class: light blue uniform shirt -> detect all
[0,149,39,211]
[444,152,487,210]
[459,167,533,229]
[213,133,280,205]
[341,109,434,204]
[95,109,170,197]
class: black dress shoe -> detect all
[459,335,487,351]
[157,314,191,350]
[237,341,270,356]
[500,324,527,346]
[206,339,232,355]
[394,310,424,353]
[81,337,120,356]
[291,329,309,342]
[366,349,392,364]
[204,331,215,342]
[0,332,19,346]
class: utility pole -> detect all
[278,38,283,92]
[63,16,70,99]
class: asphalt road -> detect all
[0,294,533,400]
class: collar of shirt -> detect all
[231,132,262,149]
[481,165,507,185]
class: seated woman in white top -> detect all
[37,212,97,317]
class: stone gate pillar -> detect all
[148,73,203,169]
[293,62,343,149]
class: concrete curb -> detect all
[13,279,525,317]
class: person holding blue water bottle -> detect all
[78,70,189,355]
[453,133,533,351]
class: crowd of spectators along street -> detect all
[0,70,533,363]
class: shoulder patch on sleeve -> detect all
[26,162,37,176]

| THE EXERCISE |
Reproduce every record above, line for line, without changing anything.

| OUTPUT OF THE EXERCISE |
class: light blue uniform shirt -> detect all
[0,149,39,211]
[444,152,487,210]
[459,167,533,229]
[213,133,280,205]
[341,109,434,204]
[95,109,170,197]
class: black dress shoe -> detect all
[459,335,487,351]
[157,314,191,350]
[237,341,270,356]
[500,324,527,346]
[206,339,232,355]
[394,310,424,353]
[81,337,120,356]
[291,329,309,342]
[366,349,392,364]
[204,331,215,342]
[0,332,19,346]
class: utility pole -> detect all
[278,38,283,92]
[63,16,70,99]
class: asphalt road -> detect all
[0,294,533,400]
class: collar of shirt -> detect all
[231,132,262,149]
[481,165,507,185]
class: seated woman in white top -> detect all
[37,212,97,317]
class: stone gate pillar -> detect all
[148,73,203,169]
[293,62,343,149]
class: concrete curb -> detect all
[13,279,525,317]
class: person holding blue water bottle -> detect all
[78,70,189,355]
[453,133,533,351]
class: crowd of spectators along street -> detect all
[0,70,533,363]
class: shoulder patch on sleeve -> detect all
[26,162,37,176]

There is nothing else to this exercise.